*DOCUMENT PASSAGE*.

◆ ◆ ◆ ◆ ◆

Why so much SPAM?

LCPGUY · March 20, 2008, 10:07pm

This program always worked so well, but now it is letting in so MUCH spam. What is going on here? And I have changed nothing. This used to be the best of the best, but lately, it sorta sucks! Sorry! And no, I haven’t changed any options, etc.

Michael_Tsai · March 21, 2008, 7:19am

You haven’t provided enough information for me to know. If you like, you can check the log by choosing Open Log from the Filter menu and then follow the instructions on this page. Or, send me a full report and I’ll take a look.

mtgentry · April 6, 2008, 9:35pm

I’m having the same issue. It seems like in the past two months much more spam is getting through. It’s about 4-5 spam emails a day which isnt too bad but it used to be zero. I recently changed my email settings on my account from pop to imap, could that be the cause?

Also the spam emails are usually very short. Like a sentence or two.

LCPGUY · April 6, 2008, 10:23pm

Michael, I appreciate your concern and advice. But I must say that I just want something that works like it used to. I do not want to have to be a paid customer and then have to participate in debugging.

◆ ◆ ◆ ◆ ◆

(Location identification lines)
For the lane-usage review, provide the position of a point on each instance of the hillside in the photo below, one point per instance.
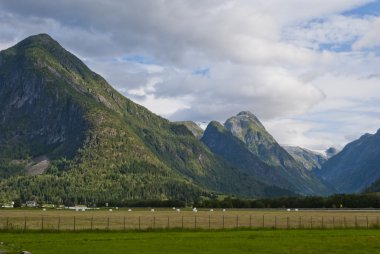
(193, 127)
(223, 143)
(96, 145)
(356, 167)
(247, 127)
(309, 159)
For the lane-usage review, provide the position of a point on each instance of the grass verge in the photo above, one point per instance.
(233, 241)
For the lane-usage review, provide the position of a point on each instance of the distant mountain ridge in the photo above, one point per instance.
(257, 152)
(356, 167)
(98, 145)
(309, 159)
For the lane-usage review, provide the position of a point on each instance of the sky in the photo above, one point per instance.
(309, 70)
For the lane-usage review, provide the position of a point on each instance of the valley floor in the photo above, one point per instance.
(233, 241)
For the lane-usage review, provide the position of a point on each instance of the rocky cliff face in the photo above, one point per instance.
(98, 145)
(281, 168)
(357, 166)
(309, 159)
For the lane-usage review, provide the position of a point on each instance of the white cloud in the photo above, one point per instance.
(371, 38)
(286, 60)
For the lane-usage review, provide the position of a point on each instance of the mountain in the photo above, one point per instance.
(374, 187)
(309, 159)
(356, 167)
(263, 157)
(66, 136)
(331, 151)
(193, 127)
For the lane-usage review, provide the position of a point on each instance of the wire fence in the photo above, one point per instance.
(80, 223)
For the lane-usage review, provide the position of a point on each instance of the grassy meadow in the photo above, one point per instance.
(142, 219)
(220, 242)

◆ ◆ ◆ ◆ ◆

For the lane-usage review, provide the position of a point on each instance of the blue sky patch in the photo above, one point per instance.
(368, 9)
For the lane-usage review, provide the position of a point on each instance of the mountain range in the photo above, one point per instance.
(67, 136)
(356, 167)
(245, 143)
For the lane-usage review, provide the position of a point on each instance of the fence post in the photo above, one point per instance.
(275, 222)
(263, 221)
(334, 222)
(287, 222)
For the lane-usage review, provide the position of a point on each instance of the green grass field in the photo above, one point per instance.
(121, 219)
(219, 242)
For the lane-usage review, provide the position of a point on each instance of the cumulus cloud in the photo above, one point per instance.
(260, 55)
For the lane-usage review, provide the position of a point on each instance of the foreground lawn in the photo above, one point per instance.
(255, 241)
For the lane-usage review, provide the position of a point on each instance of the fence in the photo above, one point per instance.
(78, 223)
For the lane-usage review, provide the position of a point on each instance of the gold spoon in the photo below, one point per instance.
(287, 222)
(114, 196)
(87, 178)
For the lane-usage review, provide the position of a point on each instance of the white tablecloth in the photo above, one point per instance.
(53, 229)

◆ ◆ ◆ ◆ ◆

*THE TASK*. Print the full forum thread about spam getting through the filter, word for word. These lines have no connection to the forum thread.

*REPLY TO THE EXERCISE*.
Why so much SPAM?

LCPGUY · March 20, 2008, 10:07pm

This program always worked so well, but now it is letting in so MUCH spam. What is going on here? And I have changed nothing. This used to be the best of the best, but lately, it sorta sucks! Sorry! And no, I haven’t changed any options, etc.

Michael_Tsai · March 21, 2008, 7:19am

You haven’t provided enough information for me to know. If you like, you can check the log by choosing Open Log from the Filter menu and then follow the instructions on this page. Or, send me a full report and I’ll take a look.

mtgentry · April 6, 2008, 9:35pm

I’m having the same issue. It seems like in the past two months much more spam is getting through. It’s about 4-5 spam emails a day which isnt too bad but it used to be zero. I recently changed my email settings on my account from pop to imap, could that be the cause?

Also the spam emails are usually very short. Like a sentence or two.

LCPGUY · April 6, 2008, 10:23pm

Michael, I appreciate your concern and advice. But I must say that I just want something that works like it used to. I do not want to have to be a paid customer and then have to participate in debugging.